◆ What this exercise asks:
A - In the article on Ohio's ventilator order, starting when must entities in the ventilator supply chain begin making weekly inventory reports?
B - Write out the article on Ohio's ventilator order from "YOUNGSTOWN, Ohio —" up to and including "tubing, he said.".

-------- Excerpt to read --------

New Order Tracks and Inventories Ohio’s Ventilators

YOUNGSTOWN, Ohio — An order signed by Dr. Amy Acton, director of the Ohio Deparment of Health, will track the number of ventilators and their locations within the state.

The data will allow the state to move ventilators where they need to be should certain areas experience shortages during the surge of the coronavirus pandemic, said Gov. Mike DeWine during his daily update. The order includes other machines that provide breathing assistance, including CPAP and BPAP machines, as well as treatment masks and tubing, he said.

Starting at 5 p.m. Wednesday, any entity involved in the ventilator supply chain – including manufacturers, producers, wholesalers, transporters, distributors, retailers, clinicians, physicians, hospitals and other medical facilities – must make weekly reports online at Coronavirus.ohio.gov/ventinventory of existing inventories.

Equipment includes CPAP and BPAP machines, anesthetic machines, medical ventilators, bag valve masks, nasal cannulas, laryngeal mask airways, endotracheal tubes and tracheostomy/trach/tracheal tubes. Exceptions are ventilators and other equipment owned by an individual for personal use, as well as those in transit across the state and not destined to stay in Ohio, DeWine said.

Hospitals are also expected to report daily ventilator data to the Ohio Hospital Association via the reporting tool, DeWine noted.

-------- Raw data --------

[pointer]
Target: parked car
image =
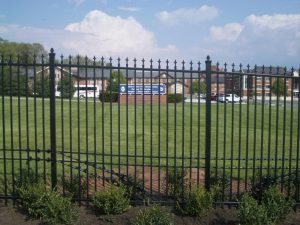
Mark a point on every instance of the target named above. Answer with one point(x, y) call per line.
point(229, 98)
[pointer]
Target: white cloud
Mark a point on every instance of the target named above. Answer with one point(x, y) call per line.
point(266, 39)
point(274, 22)
point(191, 15)
point(77, 2)
point(130, 9)
point(230, 32)
point(98, 34)
point(105, 34)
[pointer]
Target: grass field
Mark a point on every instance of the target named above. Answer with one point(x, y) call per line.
point(149, 135)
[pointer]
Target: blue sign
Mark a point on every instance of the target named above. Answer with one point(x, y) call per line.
point(139, 89)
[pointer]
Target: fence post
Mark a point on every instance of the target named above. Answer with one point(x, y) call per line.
point(208, 123)
point(52, 118)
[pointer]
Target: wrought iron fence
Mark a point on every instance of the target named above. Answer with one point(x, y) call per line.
point(160, 128)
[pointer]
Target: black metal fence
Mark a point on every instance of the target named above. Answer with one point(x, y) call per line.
point(159, 127)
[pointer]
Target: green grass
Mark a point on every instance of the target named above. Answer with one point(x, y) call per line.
point(173, 134)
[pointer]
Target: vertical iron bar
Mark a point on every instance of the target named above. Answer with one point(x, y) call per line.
point(143, 124)
point(11, 126)
point(254, 130)
point(291, 132)
point(110, 117)
point(270, 124)
point(283, 130)
point(127, 122)
point(232, 129)
point(19, 117)
point(224, 137)
point(102, 118)
point(262, 126)
point(182, 133)
point(86, 130)
point(277, 124)
point(249, 88)
point(43, 118)
point(78, 129)
point(119, 121)
point(191, 123)
point(159, 150)
point(62, 89)
point(52, 119)
point(167, 125)
point(151, 128)
point(34, 118)
point(217, 122)
point(241, 77)
point(71, 116)
point(3, 130)
point(95, 122)
point(135, 127)
point(198, 130)
point(208, 123)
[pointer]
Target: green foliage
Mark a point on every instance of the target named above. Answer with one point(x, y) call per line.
point(197, 202)
point(106, 97)
point(113, 201)
point(26, 177)
point(176, 182)
point(278, 87)
point(42, 86)
point(47, 205)
point(251, 213)
point(25, 51)
point(273, 208)
point(154, 215)
point(175, 98)
point(66, 86)
point(276, 205)
point(74, 186)
point(12, 84)
point(198, 87)
point(114, 80)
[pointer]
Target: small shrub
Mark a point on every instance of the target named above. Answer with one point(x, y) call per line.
point(47, 205)
point(273, 208)
point(154, 215)
point(175, 98)
point(107, 97)
point(276, 205)
point(176, 182)
point(74, 186)
point(113, 201)
point(26, 177)
point(251, 213)
point(197, 202)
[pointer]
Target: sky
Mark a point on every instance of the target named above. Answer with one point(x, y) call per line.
point(261, 32)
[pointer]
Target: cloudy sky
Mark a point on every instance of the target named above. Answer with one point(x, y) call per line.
point(246, 31)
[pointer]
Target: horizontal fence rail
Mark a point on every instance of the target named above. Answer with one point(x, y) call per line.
point(159, 127)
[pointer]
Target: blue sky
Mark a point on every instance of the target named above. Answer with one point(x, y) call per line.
point(256, 32)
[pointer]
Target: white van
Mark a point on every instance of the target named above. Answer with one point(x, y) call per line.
point(229, 98)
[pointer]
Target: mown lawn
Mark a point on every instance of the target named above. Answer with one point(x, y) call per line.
point(148, 135)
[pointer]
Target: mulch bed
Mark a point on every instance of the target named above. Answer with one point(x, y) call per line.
point(12, 215)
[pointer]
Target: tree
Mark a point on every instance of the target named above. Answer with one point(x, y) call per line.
point(42, 86)
point(114, 80)
point(198, 87)
point(278, 87)
point(66, 86)
point(14, 85)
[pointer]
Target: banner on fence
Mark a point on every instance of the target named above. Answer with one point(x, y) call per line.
point(139, 89)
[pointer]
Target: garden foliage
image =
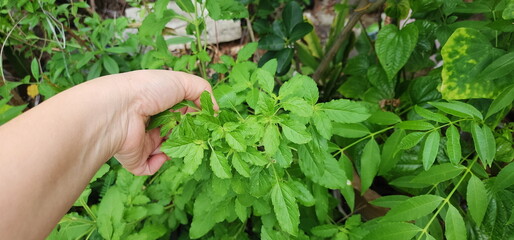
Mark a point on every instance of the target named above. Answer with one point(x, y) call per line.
point(417, 110)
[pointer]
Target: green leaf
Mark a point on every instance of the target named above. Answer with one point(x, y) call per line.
point(505, 178)
point(420, 125)
point(247, 51)
point(206, 103)
point(465, 55)
point(345, 111)
point(427, 114)
point(397, 9)
point(498, 68)
point(298, 106)
point(303, 194)
point(299, 31)
point(322, 123)
point(186, 5)
point(394, 230)
point(325, 231)
point(389, 201)
point(438, 173)
point(453, 148)
point(411, 140)
point(219, 165)
point(240, 165)
point(34, 68)
point(272, 43)
point(394, 47)
point(370, 162)
point(502, 101)
point(271, 139)
point(110, 65)
point(292, 15)
point(236, 141)
point(485, 145)
point(459, 109)
point(477, 199)
point(413, 208)
point(350, 130)
point(295, 132)
point(455, 227)
point(264, 78)
point(430, 149)
point(286, 208)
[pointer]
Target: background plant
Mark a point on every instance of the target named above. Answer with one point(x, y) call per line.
point(380, 125)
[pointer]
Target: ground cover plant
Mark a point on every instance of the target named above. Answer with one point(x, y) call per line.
point(398, 127)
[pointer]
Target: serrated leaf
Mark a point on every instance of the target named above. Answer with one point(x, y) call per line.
point(298, 106)
point(477, 199)
point(438, 173)
point(236, 141)
point(345, 111)
point(427, 114)
point(322, 123)
point(394, 47)
point(240, 165)
point(455, 227)
point(419, 125)
point(286, 208)
point(303, 194)
point(264, 78)
point(396, 230)
point(413, 208)
point(459, 109)
point(502, 101)
point(271, 139)
point(485, 145)
point(411, 140)
point(505, 178)
point(430, 149)
point(325, 231)
point(370, 161)
point(219, 165)
point(247, 51)
point(453, 148)
point(350, 130)
point(295, 132)
point(389, 201)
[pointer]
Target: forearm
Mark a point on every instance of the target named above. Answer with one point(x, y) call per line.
point(50, 153)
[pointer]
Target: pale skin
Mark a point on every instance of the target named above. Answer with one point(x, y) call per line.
point(49, 154)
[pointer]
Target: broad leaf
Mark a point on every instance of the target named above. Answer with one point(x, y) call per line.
point(286, 208)
point(370, 161)
point(413, 208)
point(430, 149)
point(477, 199)
point(219, 165)
point(465, 55)
point(394, 47)
point(455, 227)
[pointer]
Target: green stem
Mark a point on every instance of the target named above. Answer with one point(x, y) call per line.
point(447, 199)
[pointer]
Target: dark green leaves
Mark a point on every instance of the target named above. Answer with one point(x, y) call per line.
point(413, 208)
point(485, 145)
point(395, 46)
point(286, 208)
point(477, 199)
point(370, 162)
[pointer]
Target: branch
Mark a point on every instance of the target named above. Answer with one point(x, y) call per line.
point(364, 8)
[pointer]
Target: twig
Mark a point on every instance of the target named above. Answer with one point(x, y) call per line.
point(366, 7)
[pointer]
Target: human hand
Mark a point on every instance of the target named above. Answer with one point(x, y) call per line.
point(146, 93)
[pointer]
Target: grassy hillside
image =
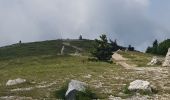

--------

◆ Response list:
A - Starting at 5 p.m. Wednesday.

B -
YOUNGSTOWN, Ohio — An order signed by Dr. Amy Acton, director of the Ohio Deparment of Health, will track the number of ventilators and their locations within the state.

The data will allow the state to move ventilators where they need to be should certain areas experience shortages during the surge of the coronavirus pandemic, said Gov. Mike DeWine during his daily update. The order includes other machines that provide breathing assistance, including CPAP and BPAP machines, as well as treatment masks and tubing, he said.